TO DO: Pick out every line of the records below that contains the word "woman". Matching is case-sensitive.

THE DATA:
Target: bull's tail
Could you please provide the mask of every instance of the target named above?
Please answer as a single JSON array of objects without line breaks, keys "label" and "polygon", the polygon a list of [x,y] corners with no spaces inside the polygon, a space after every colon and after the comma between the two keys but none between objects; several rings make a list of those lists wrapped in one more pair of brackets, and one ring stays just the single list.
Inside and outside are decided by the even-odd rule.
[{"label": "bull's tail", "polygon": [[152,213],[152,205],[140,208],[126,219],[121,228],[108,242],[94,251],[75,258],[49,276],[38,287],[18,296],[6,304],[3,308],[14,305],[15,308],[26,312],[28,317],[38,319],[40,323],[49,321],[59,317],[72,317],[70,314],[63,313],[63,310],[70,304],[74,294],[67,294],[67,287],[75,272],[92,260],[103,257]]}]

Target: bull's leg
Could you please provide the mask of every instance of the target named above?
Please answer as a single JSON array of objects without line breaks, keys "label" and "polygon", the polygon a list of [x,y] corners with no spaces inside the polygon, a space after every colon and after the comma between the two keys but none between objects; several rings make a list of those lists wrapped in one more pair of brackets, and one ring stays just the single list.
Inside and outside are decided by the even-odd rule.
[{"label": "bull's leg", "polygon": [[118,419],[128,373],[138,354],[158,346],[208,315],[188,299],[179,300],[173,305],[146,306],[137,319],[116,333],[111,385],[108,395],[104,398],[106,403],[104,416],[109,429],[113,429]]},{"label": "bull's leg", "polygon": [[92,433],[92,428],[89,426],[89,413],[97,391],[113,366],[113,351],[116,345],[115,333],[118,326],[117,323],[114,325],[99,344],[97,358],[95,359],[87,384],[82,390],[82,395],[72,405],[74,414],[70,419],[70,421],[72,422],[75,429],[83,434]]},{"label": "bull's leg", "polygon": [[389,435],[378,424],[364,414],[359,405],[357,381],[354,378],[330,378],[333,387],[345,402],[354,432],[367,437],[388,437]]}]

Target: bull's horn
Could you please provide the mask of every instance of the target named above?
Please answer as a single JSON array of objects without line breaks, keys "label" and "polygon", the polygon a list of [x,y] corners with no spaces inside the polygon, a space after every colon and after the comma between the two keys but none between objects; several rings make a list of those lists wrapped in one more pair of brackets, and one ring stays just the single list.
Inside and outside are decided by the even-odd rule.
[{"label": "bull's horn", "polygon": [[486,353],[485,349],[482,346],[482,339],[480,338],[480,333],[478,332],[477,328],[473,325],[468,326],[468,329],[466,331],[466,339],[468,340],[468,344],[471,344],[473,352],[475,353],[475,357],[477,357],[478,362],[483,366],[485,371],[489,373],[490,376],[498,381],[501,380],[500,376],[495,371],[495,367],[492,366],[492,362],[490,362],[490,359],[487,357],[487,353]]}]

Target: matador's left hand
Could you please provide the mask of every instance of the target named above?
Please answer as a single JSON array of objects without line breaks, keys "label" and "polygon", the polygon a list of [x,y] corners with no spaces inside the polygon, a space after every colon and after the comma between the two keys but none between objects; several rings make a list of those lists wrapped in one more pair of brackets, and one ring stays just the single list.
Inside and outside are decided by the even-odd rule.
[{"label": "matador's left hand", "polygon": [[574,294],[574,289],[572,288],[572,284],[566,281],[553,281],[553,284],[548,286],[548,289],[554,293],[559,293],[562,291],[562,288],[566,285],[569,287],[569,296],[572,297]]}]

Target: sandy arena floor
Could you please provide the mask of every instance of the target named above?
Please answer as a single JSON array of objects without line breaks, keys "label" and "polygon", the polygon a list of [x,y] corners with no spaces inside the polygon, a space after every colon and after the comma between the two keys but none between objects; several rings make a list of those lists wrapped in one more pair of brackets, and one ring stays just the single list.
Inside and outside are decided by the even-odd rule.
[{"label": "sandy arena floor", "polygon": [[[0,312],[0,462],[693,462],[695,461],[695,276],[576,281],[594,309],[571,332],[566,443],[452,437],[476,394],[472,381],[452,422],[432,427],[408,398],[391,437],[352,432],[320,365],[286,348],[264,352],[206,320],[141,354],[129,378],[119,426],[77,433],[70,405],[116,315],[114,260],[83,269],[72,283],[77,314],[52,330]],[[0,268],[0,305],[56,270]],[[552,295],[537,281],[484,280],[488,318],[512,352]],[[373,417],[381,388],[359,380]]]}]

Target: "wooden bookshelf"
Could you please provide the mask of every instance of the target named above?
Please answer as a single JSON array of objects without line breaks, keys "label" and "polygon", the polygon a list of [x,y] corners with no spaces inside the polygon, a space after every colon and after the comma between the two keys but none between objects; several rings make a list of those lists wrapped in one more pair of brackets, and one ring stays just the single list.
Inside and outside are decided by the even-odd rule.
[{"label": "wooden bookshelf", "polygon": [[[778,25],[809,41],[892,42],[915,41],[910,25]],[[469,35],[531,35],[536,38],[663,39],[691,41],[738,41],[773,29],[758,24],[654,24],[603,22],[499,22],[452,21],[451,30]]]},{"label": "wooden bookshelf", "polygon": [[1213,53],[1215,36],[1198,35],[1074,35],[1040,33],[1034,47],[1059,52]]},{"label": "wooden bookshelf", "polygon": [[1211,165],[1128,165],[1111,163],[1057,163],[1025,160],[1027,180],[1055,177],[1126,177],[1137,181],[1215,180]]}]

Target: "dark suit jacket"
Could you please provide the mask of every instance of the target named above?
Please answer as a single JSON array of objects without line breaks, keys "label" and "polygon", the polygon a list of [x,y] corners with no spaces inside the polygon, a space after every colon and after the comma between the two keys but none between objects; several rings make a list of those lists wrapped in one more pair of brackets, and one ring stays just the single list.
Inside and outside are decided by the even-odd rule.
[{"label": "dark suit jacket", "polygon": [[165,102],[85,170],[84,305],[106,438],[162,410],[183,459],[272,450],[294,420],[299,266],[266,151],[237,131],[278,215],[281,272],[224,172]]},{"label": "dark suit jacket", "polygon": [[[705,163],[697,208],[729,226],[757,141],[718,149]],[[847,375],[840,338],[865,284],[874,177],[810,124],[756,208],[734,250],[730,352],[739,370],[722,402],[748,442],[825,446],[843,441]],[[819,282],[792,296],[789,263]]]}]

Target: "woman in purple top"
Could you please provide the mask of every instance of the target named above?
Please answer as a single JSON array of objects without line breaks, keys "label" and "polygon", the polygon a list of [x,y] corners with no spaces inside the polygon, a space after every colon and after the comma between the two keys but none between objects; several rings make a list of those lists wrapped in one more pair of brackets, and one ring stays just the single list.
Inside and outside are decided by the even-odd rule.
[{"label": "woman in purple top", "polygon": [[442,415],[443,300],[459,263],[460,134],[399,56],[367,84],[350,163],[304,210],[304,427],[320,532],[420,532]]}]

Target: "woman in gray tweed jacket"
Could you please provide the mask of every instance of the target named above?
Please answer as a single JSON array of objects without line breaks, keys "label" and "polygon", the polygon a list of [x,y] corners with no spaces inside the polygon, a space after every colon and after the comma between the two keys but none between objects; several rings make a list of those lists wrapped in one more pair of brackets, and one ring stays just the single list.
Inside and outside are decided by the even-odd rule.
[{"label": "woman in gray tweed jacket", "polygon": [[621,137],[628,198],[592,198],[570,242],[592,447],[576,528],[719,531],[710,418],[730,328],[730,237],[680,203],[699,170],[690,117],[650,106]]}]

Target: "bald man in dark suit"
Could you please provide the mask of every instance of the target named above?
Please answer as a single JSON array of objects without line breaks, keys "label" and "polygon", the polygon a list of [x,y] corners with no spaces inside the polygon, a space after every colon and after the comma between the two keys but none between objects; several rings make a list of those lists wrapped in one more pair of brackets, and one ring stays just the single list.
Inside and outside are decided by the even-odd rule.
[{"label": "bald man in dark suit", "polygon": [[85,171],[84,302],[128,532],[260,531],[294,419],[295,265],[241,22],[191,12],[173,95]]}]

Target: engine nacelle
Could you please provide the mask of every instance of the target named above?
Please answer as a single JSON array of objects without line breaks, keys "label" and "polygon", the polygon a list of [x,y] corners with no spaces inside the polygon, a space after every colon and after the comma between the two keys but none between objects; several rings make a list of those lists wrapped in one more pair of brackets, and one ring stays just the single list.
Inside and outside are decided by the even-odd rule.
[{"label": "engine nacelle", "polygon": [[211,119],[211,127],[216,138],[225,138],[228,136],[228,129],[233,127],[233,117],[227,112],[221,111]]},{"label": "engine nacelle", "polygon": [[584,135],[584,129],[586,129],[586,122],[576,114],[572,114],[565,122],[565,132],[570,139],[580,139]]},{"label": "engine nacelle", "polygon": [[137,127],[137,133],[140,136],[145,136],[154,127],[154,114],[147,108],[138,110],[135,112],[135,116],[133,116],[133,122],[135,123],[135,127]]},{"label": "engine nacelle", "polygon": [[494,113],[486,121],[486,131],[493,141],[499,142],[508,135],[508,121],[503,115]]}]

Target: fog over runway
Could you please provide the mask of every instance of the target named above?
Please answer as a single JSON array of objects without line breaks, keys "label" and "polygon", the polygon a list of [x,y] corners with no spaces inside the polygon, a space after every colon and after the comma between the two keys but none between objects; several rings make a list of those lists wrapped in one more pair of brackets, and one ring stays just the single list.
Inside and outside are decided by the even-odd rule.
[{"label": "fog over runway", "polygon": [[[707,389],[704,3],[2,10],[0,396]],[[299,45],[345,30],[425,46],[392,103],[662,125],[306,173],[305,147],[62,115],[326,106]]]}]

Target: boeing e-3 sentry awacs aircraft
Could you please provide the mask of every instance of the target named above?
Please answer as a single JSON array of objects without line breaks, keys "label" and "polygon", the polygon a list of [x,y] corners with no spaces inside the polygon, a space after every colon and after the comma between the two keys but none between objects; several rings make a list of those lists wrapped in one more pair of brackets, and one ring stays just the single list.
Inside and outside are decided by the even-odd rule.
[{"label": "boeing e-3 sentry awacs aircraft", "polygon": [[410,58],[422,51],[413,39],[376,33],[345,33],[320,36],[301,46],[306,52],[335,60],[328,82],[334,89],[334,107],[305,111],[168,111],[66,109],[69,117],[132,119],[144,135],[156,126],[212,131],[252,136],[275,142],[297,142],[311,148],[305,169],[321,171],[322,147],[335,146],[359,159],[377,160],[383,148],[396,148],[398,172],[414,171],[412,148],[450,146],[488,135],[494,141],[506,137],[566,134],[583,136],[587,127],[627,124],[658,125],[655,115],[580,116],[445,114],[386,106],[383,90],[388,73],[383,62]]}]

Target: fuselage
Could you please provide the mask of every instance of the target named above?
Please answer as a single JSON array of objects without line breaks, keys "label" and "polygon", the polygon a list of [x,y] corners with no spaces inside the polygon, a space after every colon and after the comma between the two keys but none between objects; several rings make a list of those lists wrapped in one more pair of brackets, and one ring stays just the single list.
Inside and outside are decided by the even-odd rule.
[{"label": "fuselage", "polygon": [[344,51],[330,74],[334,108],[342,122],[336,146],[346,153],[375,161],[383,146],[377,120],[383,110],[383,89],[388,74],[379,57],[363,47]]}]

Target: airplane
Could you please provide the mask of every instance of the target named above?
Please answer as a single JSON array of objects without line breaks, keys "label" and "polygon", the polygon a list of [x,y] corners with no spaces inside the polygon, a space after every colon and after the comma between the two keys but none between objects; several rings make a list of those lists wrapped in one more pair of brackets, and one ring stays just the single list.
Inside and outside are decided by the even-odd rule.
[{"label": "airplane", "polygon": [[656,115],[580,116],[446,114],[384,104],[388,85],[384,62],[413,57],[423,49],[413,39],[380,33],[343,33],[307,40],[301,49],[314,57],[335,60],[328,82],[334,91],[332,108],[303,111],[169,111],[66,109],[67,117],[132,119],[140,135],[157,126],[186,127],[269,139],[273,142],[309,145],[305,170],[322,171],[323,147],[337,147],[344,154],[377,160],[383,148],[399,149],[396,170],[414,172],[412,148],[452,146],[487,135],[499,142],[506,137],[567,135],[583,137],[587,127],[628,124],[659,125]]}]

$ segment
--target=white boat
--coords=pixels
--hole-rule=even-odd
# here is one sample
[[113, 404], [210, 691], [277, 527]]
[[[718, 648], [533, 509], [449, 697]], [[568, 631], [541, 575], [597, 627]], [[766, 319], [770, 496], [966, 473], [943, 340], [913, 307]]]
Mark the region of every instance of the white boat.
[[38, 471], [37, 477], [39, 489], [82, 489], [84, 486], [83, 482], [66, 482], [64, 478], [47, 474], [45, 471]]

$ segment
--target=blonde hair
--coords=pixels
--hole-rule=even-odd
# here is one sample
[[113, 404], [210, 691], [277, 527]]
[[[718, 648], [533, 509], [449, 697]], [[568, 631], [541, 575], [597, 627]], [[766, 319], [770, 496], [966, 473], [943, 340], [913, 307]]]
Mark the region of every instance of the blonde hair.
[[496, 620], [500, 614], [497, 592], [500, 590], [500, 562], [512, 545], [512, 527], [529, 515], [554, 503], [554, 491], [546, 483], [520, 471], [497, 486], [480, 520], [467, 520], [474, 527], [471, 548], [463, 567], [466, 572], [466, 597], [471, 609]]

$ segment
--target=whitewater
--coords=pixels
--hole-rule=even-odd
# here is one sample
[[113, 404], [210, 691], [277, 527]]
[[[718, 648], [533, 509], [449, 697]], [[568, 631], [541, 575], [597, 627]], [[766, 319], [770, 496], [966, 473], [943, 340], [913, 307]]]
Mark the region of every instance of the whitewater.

TASK RESPONSE:
Target: "woman in purple top"
[{"label": "woman in purple top", "polygon": [[442,415],[443,300],[459,263],[460,134],[399,56],[367,84],[350,163],[304,210],[304,427],[320,532],[420,532]]}]
Target: "woman in gray tweed jacket"
[{"label": "woman in gray tweed jacket", "polygon": [[621,137],[628,198],[592,198],[570,242],[592,447],[576,528],[719,531],[710,418],[730,328],[730,237],[680,203],[699,170],[690,117],[650,106]]}]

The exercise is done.